*** Dataset records

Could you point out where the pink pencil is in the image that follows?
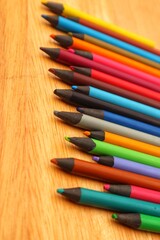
[104,184,160,203]
[69,49,160,86]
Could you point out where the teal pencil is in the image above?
[57,188,160,217]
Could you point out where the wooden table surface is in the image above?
[0,0,160,240]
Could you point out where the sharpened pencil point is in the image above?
[112,213,118,219]
[68,48,75,53]
[41,14,48,21]
[53,110,59,117]
[84,131,90,137]
[50,158,57,164]
[57,188,64,194]
[65,137,70,142]
[48,68,55,74]
[70,66,74,71]
[103,184,110,190]
[72,85,78,90]
[92,156,99,162]
[41,0,47,4]
[49,34,55,39]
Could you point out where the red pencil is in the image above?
[49,68,160,108]
[104,184,160,203]
[69,49,160,87]
[40,47,160,92]
[71,66,160,102]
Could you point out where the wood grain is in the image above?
[0,0,160,240]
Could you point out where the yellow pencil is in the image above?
[41,0,155,48]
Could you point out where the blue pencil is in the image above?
[72,86,160,119]
[77,107,160,137]
[92,156,160,179]
[42,14,160,63]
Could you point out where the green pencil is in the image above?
[65,137,160,168]
[112,213,160,233]
[57,188,160,217]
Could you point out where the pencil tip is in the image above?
[84,131,91,137]
[103,184,110,190]
[53,110,59,117]
[49,33,55,39]
[76,107,82,112]
[70,66,74,71]
[65,137,70,142]
[41,0,47,4]
[68,48,75,53]
[92,156,99,162]
[48,68,55,74]
[72,85,78,90]
[112,213,118,219]
[57,188,64,194]
[41,14,48,20]
[50,158,57,164]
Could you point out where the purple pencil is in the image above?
[92,156,160,179]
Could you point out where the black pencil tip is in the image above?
[41,14,58,26]
[40,47,60,59]
[41,1,64,15]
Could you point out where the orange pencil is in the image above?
[50,34,160,77]
[84,131,160,157]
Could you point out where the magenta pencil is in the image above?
[104,184,160,203]
[69,49,160,86]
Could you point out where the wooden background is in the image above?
[0,0,160,240]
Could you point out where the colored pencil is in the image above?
[50,34,160,79]
[40,47,160,91]
[72,86,160,119]
[92,156,160,179]
[51,158,160,189]
[84,131,160,157]
[54,111,160,146]
[104,184,160,203]
[41,14,160,63]
[112,213,160,233]
[71,66,160,102]
[49,68,160,108]
[57,188,160,217]
[54,89,160,125]
[69,48,160,81]
[65,137,160,168]
[77,107,160,134]
[68,32,160,62]
[42,1,154,47]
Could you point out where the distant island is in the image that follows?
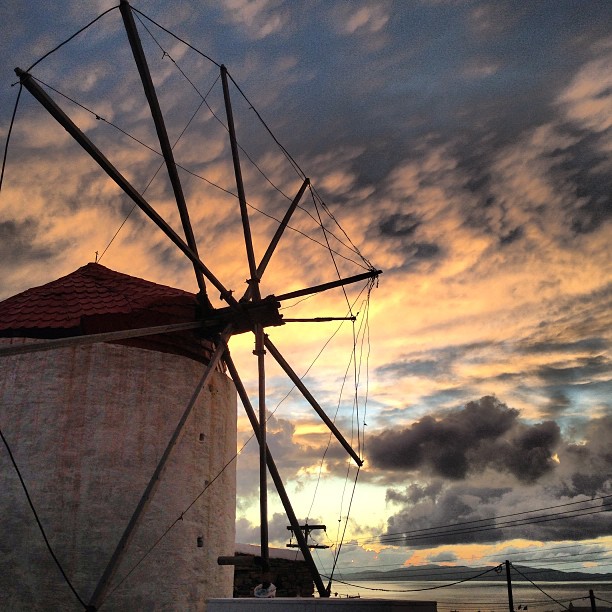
[336,564,612,582]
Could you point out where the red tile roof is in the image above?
[0,263,223,371]
[0,263,197,335]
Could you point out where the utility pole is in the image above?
[286,523,329,548]
[589,589,597,612]
[506,560,514,612]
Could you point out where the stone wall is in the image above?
[0,338,236,611]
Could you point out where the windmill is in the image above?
[0,0,381,609]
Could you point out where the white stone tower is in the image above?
[0,264,236,610]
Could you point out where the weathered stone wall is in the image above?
[0,339,236,610]
[234,553,314,597]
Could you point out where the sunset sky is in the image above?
[0,0,612,584]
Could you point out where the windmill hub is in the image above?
[202,295,285,335]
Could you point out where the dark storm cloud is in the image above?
[376,343,490,378]
[387,485,612,548]
[378,213,421,238]
[369,397,560,482]
[559,414,612,496]
[519,337,608,354]
[0,219,56,266]
[386,406,612,548]
[536,355,612,384]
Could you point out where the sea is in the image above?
[331,580,612,612]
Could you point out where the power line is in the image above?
[338,495,612,546]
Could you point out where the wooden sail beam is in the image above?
[254,323,270,578]
[240,179,310,301]
[15,68,238,306]
[119,0,206,295]
[89,328,231,610]
[223,350,329,597]
[265,336,363,467]
[275,270,382,302]
[221,66,261,299]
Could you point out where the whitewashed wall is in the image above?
[0,339,236,610]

******

Given exercise.
Print the lines of the data above word for word, leaving out the pictures.

Output for this exercise.
Could you point out where the pink pencil is in the image that follows?
[104,184,160,203]
[69,49,160,86]
Could you point out where the teal pencil is in the image above?
[57,188,160,217]
Could you point out where the wooden table surface is in the image above?
[0,0,160,240]
Could you point out where the sharpened pencil point is in the image above?
[112,213,118,219]
[68,48,75,53]
[41,14,48,21]
[53,110,59,117]
[84,131,90,137]
[50,158,57,164]
[57,188,64,194]
[65,137,70,142]
[48,68,55,74]
[70,66,74,71]
[103,184,110,190]
[72,85,78,90]
[92,156,99,162]
[41,0,47,4]
[49,34,55,39]
Could you point out where the red pencil is in the image above?
[49,68,160,108]
[104,184,160,203]
[69,49,160,87]
[40,47,160,92]
[71,66,160,102]
Could you point out where the wood grain is in the image above?
[0,0,160,240]
Could you point out where the yellow pencil is in the image above?
[41,0,155,48]
Could you point out where the blue pencil is in the image above?
[72,86,160,119]
[77,107,160,137]
[92,156,160,179]
[42,14,160,63]
Could you point out where the green pencil is in the image above?
[65,137,160,168]
[112,213,160,233]
[57,188,160,217]
Could you point out where the pencil tip is in the image above?
[84,131,91,137]
[103,184,110,190]
[53,110,59,117]
[49,33,55,39]
[76,107,82,112]
[70,66,74,71]
[65,137,70,142]
[41,0,47,4]
[68,48,75,53]
[92,156,99,162]
[48,68,55,74]
[72,85,78,90]
[112,213,118,219]
[57,188,64,194]
[41,14,48,20]
[50,158,57,164]
Could you point out where the purple pencil is in the image above?
[92,156,160,179]
Could you point out where the black pencil tip is in the image above?
[41,14,58,26]
[40,47,60,59]
[41,1,64,15]
Could you point out where the orange pencil is in the image above?
[50,34,160,77]
[84,131,160,157]
Could you point out where the magenta pencil is in the image above?
[104,184,160,203]
[69,49,160,86]
Could you point out where the wooden background is in the image above?
[0,0,160,240]
Could you point out where the colored pencil is in the image above?
[50,34,160,79]
[40,47,160,91]
[72,86,160,119]
[92,156,160,179]
[51,158,160,189]
[84,131,160,157]
[54,111,160,146]
[104,184,160,203]
[41,14,160,63]
[112,213,160,233]
[71,66,160,102]
[49,68,160,108]
[57,188,160,217]
[54,89,160,125]
[69,48,160,81]
[65,137,160,168]
[77,107,160,134]
[68,32,160,62]
[42,1,154,47]
Could you point out where the distant island is in the image that follows?
[336,564,612,582]
Could you point out where the red tile roof is in the image above?
[0,263,223,371]
[0,263,197,335]
Could you point out where the utility pole is in the image above?
[286,523,329,548]
[589,589,597,612]
[506,560,514,612]
Could you point out where the stone wall is in the image above?
[0,338,236,611]
Could you point out where the windmill is in the image above?
[0,0,381,609]
Could you point out where the white stone tower is in the image above?
[0,264,236,610]
Could you point out where the weathered stone wall is in the image above?
[0,339,236,610]
[234,553,314,597]
Could you point out where the sunset sky is in the image above?
[0,0,612,584]
Could you point out where the windmill hub is in the image above?
[202,295,285,335]
Could you point out where the dark storm cloud is in the image above?
[376,343,490,378]
[387,485,612,548]
[378,213,421,238]
[369,397,560,482]
[559,414,612,496]
[519,337,608,354]
[0,219,56,266]
[386,406,612,548]
[536,355,612,384]
Could you point out where the sea is in the image above?
[331,580,612,612]
Could you point out where the power line is in the image above?
[338,495,612,546]
Could you point out where the wooden sail beam is in the image above?
[254,323,270,578]
[240,179,310,301]
[15,68,238,306]
[119,0,206,295]
[89,328,231,610]
[223,350,329,597]
[265,336,363,467]
[275,270,382,302]
[221,66,261,299]
Could you point out where the whitewashed wall is in the image above?
[0,339,236,610]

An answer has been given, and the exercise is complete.